++++ Input data

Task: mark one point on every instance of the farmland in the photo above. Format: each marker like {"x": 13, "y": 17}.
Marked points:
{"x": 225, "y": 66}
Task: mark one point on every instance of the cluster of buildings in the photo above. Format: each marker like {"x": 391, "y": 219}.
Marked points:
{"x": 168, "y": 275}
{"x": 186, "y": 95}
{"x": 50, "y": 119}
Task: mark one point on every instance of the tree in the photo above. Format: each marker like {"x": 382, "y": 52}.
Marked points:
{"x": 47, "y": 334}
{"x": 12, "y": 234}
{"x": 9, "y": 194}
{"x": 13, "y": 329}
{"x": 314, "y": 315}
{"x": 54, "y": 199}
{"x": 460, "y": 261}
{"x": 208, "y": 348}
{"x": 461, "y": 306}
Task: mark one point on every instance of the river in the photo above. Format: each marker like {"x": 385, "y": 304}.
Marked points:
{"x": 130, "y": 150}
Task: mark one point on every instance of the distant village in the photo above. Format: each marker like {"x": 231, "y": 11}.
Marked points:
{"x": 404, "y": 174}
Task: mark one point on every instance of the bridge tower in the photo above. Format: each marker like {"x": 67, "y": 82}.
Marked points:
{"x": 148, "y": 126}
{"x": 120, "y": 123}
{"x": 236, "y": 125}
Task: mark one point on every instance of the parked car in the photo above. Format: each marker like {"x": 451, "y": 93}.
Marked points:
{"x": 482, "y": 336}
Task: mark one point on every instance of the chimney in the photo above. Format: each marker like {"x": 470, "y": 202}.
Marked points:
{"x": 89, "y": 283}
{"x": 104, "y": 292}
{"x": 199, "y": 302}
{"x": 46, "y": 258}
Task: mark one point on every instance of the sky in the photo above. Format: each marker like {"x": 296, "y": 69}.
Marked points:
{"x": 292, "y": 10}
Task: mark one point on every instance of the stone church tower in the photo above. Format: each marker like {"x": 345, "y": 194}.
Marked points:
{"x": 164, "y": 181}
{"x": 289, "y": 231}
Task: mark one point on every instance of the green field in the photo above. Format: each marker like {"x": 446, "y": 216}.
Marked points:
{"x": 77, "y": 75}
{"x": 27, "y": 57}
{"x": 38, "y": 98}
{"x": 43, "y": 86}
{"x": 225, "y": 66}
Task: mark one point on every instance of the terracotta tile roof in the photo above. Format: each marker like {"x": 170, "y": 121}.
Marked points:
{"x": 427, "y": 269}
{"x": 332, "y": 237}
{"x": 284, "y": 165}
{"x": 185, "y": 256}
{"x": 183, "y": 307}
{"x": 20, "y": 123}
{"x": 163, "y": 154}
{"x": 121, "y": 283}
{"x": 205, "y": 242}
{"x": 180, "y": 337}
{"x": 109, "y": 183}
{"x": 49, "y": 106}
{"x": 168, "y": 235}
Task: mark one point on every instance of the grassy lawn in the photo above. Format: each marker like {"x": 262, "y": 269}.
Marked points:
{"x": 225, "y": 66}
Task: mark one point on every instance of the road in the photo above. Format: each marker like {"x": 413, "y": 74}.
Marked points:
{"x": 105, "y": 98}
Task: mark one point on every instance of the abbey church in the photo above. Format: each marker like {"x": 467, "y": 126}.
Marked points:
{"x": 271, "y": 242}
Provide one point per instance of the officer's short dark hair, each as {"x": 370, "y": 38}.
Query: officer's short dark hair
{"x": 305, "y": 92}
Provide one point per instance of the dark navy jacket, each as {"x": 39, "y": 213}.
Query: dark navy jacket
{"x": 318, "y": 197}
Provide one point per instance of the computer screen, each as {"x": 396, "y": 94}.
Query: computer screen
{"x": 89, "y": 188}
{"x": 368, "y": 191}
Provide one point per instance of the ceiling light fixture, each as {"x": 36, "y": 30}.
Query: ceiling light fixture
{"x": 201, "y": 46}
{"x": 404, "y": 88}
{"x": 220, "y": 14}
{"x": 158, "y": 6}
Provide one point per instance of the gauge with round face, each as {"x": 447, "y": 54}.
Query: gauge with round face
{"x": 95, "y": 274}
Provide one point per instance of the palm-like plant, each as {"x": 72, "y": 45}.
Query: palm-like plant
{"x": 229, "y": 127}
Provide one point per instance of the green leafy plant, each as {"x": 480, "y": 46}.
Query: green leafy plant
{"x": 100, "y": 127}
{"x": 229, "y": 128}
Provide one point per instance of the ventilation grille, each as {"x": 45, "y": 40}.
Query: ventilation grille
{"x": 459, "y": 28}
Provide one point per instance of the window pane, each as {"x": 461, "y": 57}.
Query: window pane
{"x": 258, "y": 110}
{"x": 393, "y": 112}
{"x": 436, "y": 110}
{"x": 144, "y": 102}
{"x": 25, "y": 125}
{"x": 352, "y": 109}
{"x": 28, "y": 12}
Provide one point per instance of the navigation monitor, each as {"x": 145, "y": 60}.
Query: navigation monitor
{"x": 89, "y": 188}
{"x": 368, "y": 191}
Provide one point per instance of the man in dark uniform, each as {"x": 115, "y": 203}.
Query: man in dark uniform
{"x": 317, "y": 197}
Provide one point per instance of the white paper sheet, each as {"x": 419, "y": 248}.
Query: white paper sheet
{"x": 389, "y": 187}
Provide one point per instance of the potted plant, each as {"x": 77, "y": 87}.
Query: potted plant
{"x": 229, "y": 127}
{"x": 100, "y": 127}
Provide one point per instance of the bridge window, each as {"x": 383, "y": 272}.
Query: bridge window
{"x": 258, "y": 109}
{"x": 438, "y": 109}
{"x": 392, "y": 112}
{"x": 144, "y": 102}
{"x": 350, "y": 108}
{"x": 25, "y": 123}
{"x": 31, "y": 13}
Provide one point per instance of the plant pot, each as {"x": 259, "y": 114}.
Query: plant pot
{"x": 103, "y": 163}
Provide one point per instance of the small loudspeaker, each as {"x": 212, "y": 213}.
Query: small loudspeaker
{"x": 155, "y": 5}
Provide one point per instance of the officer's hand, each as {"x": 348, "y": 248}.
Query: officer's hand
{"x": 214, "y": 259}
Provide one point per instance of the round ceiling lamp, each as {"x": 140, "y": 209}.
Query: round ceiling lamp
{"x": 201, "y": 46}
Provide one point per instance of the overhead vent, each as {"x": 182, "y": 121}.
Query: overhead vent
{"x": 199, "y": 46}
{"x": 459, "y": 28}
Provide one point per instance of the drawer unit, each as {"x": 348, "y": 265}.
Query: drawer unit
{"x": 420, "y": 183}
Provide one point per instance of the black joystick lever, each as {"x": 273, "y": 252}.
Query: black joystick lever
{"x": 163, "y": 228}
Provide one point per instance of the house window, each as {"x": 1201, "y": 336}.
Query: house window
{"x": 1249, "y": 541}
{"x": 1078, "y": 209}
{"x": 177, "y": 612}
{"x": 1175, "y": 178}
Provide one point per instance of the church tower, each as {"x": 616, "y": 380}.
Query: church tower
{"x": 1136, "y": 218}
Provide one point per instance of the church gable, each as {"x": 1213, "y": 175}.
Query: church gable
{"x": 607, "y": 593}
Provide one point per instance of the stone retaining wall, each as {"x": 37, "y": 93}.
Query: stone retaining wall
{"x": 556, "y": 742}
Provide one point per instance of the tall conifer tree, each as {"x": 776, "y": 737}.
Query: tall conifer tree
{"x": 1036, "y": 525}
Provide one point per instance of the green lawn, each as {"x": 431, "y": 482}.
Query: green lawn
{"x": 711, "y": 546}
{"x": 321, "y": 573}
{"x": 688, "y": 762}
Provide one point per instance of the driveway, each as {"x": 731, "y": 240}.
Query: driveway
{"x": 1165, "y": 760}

++++++++

> [Exercise aim]: Recast the entries above as a two-column CSV with the header columns "prompt" and "points", giving one row per entry. In each row, place the entry's text and its answer in one quoted field each, and replace every line break with a space.

> [Exercise answer]:
prompt,points
"Task: mark one point on every instance of the farmland in the photo above. Format: each marker like {""x"": 13, ""y"": 17}. Marked points:","{""x"": 225, ""y"": 66}"
"Task: mark one point on every instance of the cluster of buildings in the photo above. Format: each marker like {""x"": 391, ""y"": 219}. Marked points:","{""x"": 168, ""y"": 275} {""x"": 186, ""y"": 95} {""x"": 50, ""y"": 119}"
"Task: mark one point on every instance of the tree in the photo above. Format: each marker like {""x"": 382, ""y"": 52}. Marked points:","{""x"": 47, ""y"": 334} {""x"": 12, ""y"": 234} {""x"": 9, ""y"": 194} {""x"": 13, ""y"": 329} {""x"": 314, ""y"": 315} {""x"": 54, ""y"": 199} {""x"": 460, ""y"": 261} {""x"": 208, ""y"": 348} {""x"": 461, ""y"": 306}"
"Task: mark one point on every instance of the river in the photo above. Format: each marker like {""x"": 385, ""y"": 304}. Marked points:","{""x"": 130, ""y"": 150}"
"Task: mark one point on every instance of the distant village in the photo above. Format: each marker like {""x"": 231, ""y"": 11}. Marked points:","{""x"": 404, ""y"": 174}"
"Task: mark one point on every instance of the bridge tower in the photo above. Format: each marker like {""x"": 67, ""y"": 82}. Marked points:","{""x"": 148, ""y"": 126} {""x"": 120, ""y"": 123} {""x"": 236, ""y"": 125}"
"Task: mark one point on every instance of the parked car in the photo above. Format: each marker like {""x"": 451, ""y"": 93}. Marked points:","{""x"": 482, ""y"": 336}"
"Task: mark one point on every instance of the chimney in the photo above. Format: each marker like {""x"": 470, ""y"": 202}. Marked points:","{""x"": 89, ""y"": 283} {""x"": 104, ""y"": 292} {""x"": 199, ""y"": 302} {""x"": 46, ""y"": 258}"
"Task: mark one point on every instance of the sky in the photo above. Format: each marker like {""x"": 296, ""y"": 69}. Marked points:","{""x"": 292, ""y"": 10}"
"Task: mark one point on every instance of the stone church tower in the photo above. Format: each marker like {""x"": 345, ""y"": 194}. Marked points:","{""x"": 164, ""y"": 181} {""x"": 289, ""y"": 231}"
"Task: mark one point on every instance of the green field in the photo above. Format: each marker like {""x"": 446, ""y"": 216}. Marked points:","{""x"": 77, ""y"": 75} {""x"": 27, ""y"": 57} {""x"": 38, ""y"": 98} {""x"": 43, ""y"": 86} {""x"": 225, ""y"": 66}"
"Task: mark one point on every instance of the terracotta tile roof in the photo above. Format: each marker like {""x"": 170, ""y"": 121}. Marked points:","{""x"": 427, ""y"": 269} {""x"": 332, ""y"": 237} {""x"": 284, ""y"": 165} {""x"": 185, ""y"": 256} {""x"": 183, ""y"": 307} {""x"": 20, ""y"": 123} {""x"": 163, ""y"": 154} {""x"": 121, ""y"": 283} {""x"": 205, ""y"": 242} {""x"": 180, ""y"": 337} {""x"": 109, ""y"": 183} {""x"": 49, ""y"": 106} {""x"": 168, ""y"": 235}"
"Task: mark one point on every instance of the grassy lawn in the photo above. Format: each marker like {""x"": 262, ""y"": 269}. Marked points:","{""x"": 225, ""y"": 66}"
"Task: mark one point on every instance of the road in the photo above. Format: each marker like {""x"": 413, ""y"": 74}. Marked points:","{""x"": 105, ""y"": 98}"
"Task: mark one point on every instance of the abbey church in the photo above. Format: each marker like {""x"": 467, ""y"": 126}. Marked points:","{""x"": 271, ""y"": 242}"
"Provide one point per instance of the officer's short dark hair, each as {""x"": 370, ""y"": 38}. Query: officer's short dark hair","{""x"": 305, ""y"": 92}"
"Provide one point per instance of the dark navy jacket, each as {""x"": 39, ""y"": 213}. Query: dark navy jacket","{""x"": 318, ""y"": 197}"
"Provide one point per instance of the computer screen, each as {""x"": 396, ""y"": 94}. Query: computer screen","{""x"": 89, ""y"": 188} {""x"": 368, ""y"": 191}"
"Provide one point per instance of the ceiling light fixture, each as {""x"": 36, ""y"": 30}. Query: ceiling light fixture","{""x"": 201, ""y"": 46} {""x"": 404, ""y"": 88} {""x"": 220, ""y"": 14} {""x"": 158, ""y"": 6}"
"Provide one point per instance of the gauge with round face, each as {""x"": 447, ""y"": 54}. Query: gauge with round face","{""x"": 95, ""y"": 274}"
"Provide one point per instance of the palm-like plant, each as {""x"": 72, ""y"": 45}. Query: palm-like plant","{""x"": 229, ""y"": 127}"
"Provide one point per instance of the green leafy plant, each as {""x"": 480, ""y"": 46}. Query: green leafy plant","{""x"": 100, ""y"": 127} {""x"": 229, ""y"": 128}"
"Provide one point per instance of the ventilation grille, each as {""x"": 45, ""y"": 40}. Query: ventilation grille","{""x"": 459, ""y"": 28}"
"Provide one point per instance of the window pane, each as {""x"": 461, ""y"": 57}. Query: window pane","{""x"": 258, ""y"": 110} {""x"": 393, ""y"": 112} {""x"": 436, ""y"": 110} {""x"": 144, ""y"": 102} {""x"": 25, ""y"": 125} {""x"": 352, ""y"": 109} {""x"": 28, ""y"": 12}"
"Provide one point per instance of the navigation monitor, each as {""x"": 145, ""y"": 60}. Query: navigation monitor","{""x"": 89, ""y"": 188} {""x"": 368, ""y"": 191}"
"Provide one point per instance of the man in dark uniform, each as {""x"": 115, ""y"": 203}. Query: man in dark uniform","{""x"": 317, ""y"": 197}"
"Provide one point per instance of the white paper sheet, each as {""x"": 419, ""y"": 248}. Query: white paper sheet","{""x"": 389, ""y"": 187}"
"Provide one point per instance of the potted plant, each as {""x"": 77, ""y"": 87}. Query: potted plant","{""x"": 229, ""y"": 127} {""x"": 100, ""y"": 127}"
"Provide one point per instance of the bridge window, each as {""x"": 383, ""y"": 272}. Query: bridge window","{""x"": 258, ""y"": 109} {""x"": 438, ""y"": 109} {""x"": 392, ""y"": 112} {""x"": 144, ""y"": 102} {""x"": 350, ""y"": 108} {""x"": 25, ""y"": 123} {""x"": 31, ""y"": 13}"
"Provide one point per instance of the plant pot, each as {""x"": 259, ""y"": 114}. Query: plant pot","{""x"": 103, ""y"": 163}"
"Provide one point per instance of the small loudspeaker, each as {""x"": 212, ""y"": 213}. Query: small loudspeaker","{""x"": 155, ""y"": 5}"
"Provide one point per instance of the officer's hand, each as {""x"": 348, ""y"": 248}. Query: officer's hand","{""x"": 214, ""y"": 259}"
"Provide one point per instance of the round ceiling lamp, each as {""x"": 140, ""y"": 209}. Query: round ceiling lamp","{""x"": 201, ""y"": 46}"
"Provide one point per instance of the overhead vent, each as {""x"": 182, ""y"": 121}. Query: overhead vent","{""x"": 199, ""y"": 46} {""x"": 459, ""y"": 28}"
"Provide one point per instance of the drawer unit, each as {""x"": 348, ""y"": 265}. Query: drawer unit","{""x"": 420, ""y"": 183}"
"Provide one point per instance of the black joystick lever, each as {""x"": 273, ""y"": 252}. Query: black joystick lever","{""x"": 163, ""y"": 228}"
"Provide one point per instance of the house window, each as {""x"": 1201, ""y"": 336}. Query: house window","{""x"": 1249, ""y"": 541} {""x"": 1078, ""y"": 209} {""x"": 177, ""y"": 612} {""x"": 1175, ""y"": 178}"
"Provide one point per instance of the church tower, each as {""x"": 616, ""y"": 380}. Query: church tower","{""x"": 1136, ""y"": 218}"
"Provide one point per instance of the church gable, each as {""x"": 1213, ""y"": 175}. Query: church gable","{""x"": 607, ""y"": 593}"
"Provide one point per instance of the stone retaining wall, each as {""x"": 37, ""y"": 93}. Query: stone retaining wall","{""x"": 556, ""y"": 742}"
"Provide one point per instance of the tall conifer tree, each as {""x"": 776, ""y"": 737}. Query: tall conifer tree","{""x"": 1036, ""y"": 525}"
"Provide one point per instance of the green lawn, each as {""x"": 431, ""y"": 482}. Query: green lawn","{""x"": 711, ""y"": 546} {""x"": 321, ""y"": 573} {""x"": 688, ""y"": 762}"
"Provide one point per instance of the driveway, each as {""x"": 731, ""y"": 240}. Query: driveway","{""x"": 1165, ""y"": 760}"